**出典抜粋**
****************************************

唐王朝の高宗の皇后となり、遂には中国史上唯一の女帝として唐を中断し周を立てたのが武則天、以前は則天武后と呼ばれていたが、これは皇后としての呼び名なので、古来より「則天」と通称で呼ばれていたのを、姓の武を冠して武則天と呼ぶのが一般的になっている。

武則天は名は曌である。曌は則天文字、つまり武則天が制定した文字であり、曌は照に対応するということで、彼女の名を武照と記す書物もあるが、「武照」と書かれた一次資料は存在しない。この時代、皇后にでもならなければ女性の名前は残らないので、曌は武則天が政治の実権を握ってからつけた名である。

後世武則天と呼ばれる武氏は最初、高宗の父の太宗の後宮に入った。高宗の後宮でなくそのお父さんのね。637年、武氏14歳の時である。

しかし武氏は太宗に遠ざけられた。「李に代わり武が栄える」という流言があったからだというが、武氏のような人物が台頭する場合によく作られる伝説だろう。

****************************************

**課題一覧**
[1] 武則天についての文章によると、武氏が太宗の後宮に入ったのは何年で、そのとき何歳でしたか。
[2] 武則天についての文章の中で、武則天を指して使われている呼び名や名前をすべて挙げてください。
[3] 武則天についての文章の最後の文に続けて、その先を書いてください。

****************************************

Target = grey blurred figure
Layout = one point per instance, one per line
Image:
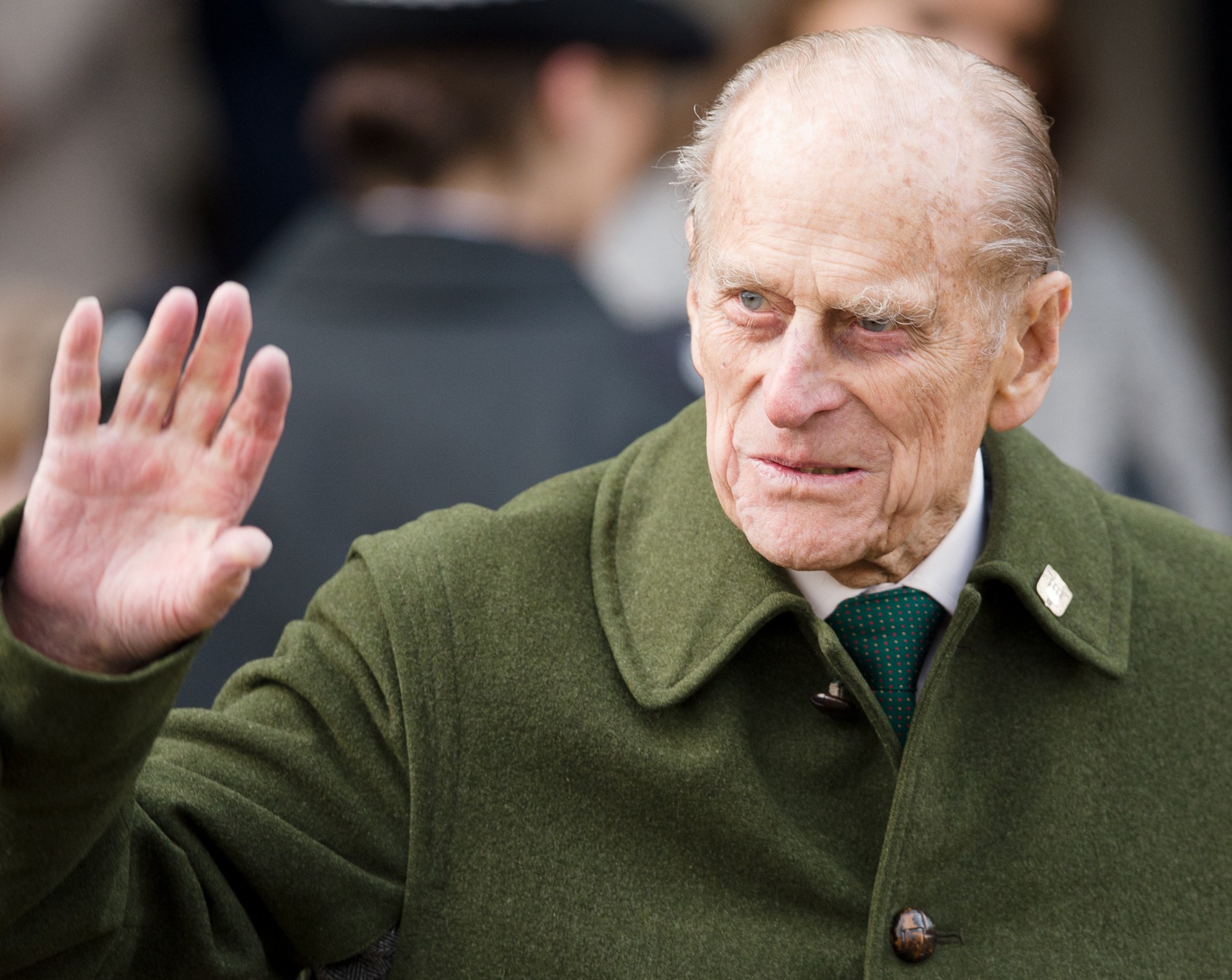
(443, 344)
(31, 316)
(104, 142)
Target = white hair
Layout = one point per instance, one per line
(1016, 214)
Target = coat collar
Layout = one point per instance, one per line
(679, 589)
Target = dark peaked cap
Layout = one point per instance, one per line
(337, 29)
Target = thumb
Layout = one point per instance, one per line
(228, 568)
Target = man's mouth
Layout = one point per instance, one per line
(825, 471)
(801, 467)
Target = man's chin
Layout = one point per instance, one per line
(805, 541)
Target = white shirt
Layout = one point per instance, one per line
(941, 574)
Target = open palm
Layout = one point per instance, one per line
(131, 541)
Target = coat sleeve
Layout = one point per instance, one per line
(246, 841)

****************************************

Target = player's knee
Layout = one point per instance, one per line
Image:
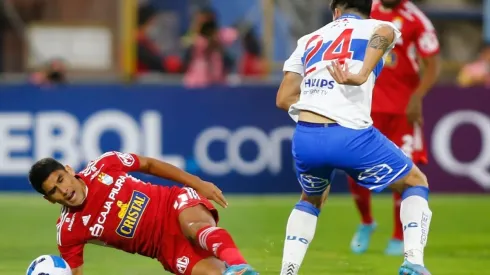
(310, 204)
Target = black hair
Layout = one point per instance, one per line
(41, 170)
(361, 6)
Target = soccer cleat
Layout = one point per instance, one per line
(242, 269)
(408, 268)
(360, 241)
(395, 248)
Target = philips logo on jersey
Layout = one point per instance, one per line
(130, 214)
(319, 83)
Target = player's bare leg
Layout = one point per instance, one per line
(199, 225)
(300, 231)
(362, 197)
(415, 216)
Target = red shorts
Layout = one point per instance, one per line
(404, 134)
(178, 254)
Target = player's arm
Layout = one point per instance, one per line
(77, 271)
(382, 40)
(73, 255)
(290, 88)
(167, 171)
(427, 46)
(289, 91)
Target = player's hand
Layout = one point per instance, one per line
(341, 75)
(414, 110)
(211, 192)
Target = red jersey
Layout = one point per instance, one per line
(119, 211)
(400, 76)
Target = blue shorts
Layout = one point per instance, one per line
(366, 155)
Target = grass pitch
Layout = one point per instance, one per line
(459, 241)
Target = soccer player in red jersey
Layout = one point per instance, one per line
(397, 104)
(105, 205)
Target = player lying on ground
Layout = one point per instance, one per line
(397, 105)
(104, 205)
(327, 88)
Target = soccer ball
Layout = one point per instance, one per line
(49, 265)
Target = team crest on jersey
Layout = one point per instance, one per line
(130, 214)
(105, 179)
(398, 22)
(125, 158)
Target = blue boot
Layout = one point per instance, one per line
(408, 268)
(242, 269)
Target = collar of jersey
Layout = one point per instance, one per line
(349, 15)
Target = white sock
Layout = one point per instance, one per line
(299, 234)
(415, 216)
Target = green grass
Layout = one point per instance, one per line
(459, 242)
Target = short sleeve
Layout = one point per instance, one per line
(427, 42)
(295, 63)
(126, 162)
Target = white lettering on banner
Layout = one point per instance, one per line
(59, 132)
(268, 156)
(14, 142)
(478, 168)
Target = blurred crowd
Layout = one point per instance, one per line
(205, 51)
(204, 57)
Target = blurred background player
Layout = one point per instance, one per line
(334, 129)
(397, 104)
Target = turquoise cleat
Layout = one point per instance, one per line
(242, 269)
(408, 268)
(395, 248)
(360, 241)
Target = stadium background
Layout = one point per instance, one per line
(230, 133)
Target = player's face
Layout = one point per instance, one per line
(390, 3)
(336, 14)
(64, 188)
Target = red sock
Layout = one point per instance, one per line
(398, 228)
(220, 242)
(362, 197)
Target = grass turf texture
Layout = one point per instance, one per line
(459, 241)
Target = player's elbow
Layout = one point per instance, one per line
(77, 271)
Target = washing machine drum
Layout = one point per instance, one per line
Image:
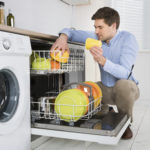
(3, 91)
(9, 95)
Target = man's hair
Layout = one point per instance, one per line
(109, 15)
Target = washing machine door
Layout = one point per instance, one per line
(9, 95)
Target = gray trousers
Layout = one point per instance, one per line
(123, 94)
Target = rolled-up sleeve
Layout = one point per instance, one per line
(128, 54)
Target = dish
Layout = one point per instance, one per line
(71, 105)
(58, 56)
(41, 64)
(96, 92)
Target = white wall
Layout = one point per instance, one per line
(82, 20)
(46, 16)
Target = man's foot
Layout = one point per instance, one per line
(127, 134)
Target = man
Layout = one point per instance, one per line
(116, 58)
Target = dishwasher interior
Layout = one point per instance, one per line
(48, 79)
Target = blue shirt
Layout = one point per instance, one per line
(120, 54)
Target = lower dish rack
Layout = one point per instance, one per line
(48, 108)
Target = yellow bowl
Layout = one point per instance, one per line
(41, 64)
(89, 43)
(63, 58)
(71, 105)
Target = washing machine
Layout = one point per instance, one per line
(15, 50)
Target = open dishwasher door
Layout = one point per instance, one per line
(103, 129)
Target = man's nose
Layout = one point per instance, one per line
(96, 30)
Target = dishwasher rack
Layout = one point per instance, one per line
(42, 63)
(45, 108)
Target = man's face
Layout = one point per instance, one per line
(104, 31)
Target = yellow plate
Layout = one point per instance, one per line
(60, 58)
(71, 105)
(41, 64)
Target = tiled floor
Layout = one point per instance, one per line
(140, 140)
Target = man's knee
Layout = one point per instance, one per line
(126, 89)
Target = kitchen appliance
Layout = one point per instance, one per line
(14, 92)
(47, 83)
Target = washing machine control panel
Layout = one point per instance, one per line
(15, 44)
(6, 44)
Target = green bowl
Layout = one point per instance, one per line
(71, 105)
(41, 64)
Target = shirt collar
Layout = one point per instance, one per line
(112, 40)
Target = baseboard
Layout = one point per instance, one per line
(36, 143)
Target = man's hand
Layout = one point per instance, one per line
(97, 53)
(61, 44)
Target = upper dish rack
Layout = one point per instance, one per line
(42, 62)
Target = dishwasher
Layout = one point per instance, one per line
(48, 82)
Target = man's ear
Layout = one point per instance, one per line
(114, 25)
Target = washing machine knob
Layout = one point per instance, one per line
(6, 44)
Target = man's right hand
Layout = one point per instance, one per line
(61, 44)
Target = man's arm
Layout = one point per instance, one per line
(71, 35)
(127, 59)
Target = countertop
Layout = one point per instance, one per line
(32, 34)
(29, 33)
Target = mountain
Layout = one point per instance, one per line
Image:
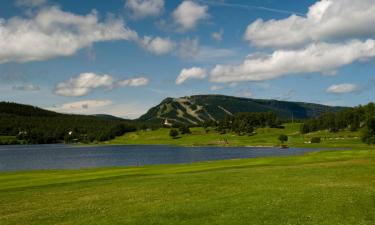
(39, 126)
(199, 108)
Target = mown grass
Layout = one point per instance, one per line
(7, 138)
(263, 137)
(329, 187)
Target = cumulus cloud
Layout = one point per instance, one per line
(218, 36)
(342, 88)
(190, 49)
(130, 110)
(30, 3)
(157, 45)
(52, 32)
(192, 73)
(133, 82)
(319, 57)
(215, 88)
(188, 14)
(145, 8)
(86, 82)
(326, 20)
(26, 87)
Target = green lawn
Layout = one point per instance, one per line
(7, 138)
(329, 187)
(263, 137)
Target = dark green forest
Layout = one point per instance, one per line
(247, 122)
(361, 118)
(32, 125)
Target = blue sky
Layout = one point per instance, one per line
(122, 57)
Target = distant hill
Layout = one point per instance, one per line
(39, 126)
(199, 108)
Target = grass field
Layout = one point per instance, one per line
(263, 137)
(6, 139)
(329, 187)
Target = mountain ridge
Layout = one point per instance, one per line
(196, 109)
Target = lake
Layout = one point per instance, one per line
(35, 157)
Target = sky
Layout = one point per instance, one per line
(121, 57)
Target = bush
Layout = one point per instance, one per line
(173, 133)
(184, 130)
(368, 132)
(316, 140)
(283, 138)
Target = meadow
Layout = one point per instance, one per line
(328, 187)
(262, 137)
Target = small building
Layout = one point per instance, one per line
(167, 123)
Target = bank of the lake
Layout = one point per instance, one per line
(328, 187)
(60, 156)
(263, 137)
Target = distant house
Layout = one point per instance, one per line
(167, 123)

****************************************

**課題別解答**
[1] 637年、14歳の時です。

[2] 武則天、則天武后、則天、曌、武照、武氏

[3]
太宗が死に、武氏は出家することになって感業寺という寺に入った。しかし偶然にも、武則天は皇太子時代の高宗の目にとまっていて、太宗の命日に参詣した高宗と再会した。武氏は還俗して高宗の後宮に入った。650年、武氏27歳、高宗23歳。武氏は高宗より4歳歳上だった。

昭儀という後宮の地位を得た武氏は、高宗との間に生まれた女児を自分の手で絞め殺す。そしてその罪を高宗の皇后の王氏になすりつけ、王皇后を廃位しようとした。

武氏改め武昭儀は、この後の動きを見ても母性本能を欠いている。母性本能を欠いているのが武則天の特徴というしかないのだが、こうまでしてしたいことがあるのが武則天である。

武昭儀の王皇后排斥運動は、最初は重臣の長孫無忌に反対されて頓挫する。

しかし次第に武昭儀が優勢となり、武昭儀を皇后に冊立する動きが活発化する。

長孫無忌をはじめとする旧臣に対し、武昭儀は新興勢力の官僚を味方につけていく。ここが武則天の人材登用の才で、後の玄宗皇帝の代も武則天が登用した人材が活躍している。そして功臣の李勣の協力を得て、武昭儀は皇后になる。王皇后と蕭淑妃は庶人に落とされ、罪人として投獄された。さらにその上、王皇后と蕭淑妃は棍棒で百叩きにされて斬殺された。武氏の皇后冊立に反対した太宗以来の功臣褚遂良は左遷。

武皇后は病気がちな高宗に代わって政治を行った。

しかし武皇后は王氏と蕭氏の亡霊を見るようになり、長安城の宮城から蓬莱宮(大明宮)に移り住んだが、ここでも亡霊が現れる。それでとうとう洛陽に滞在することが多くなった。しかしこれには裏があった。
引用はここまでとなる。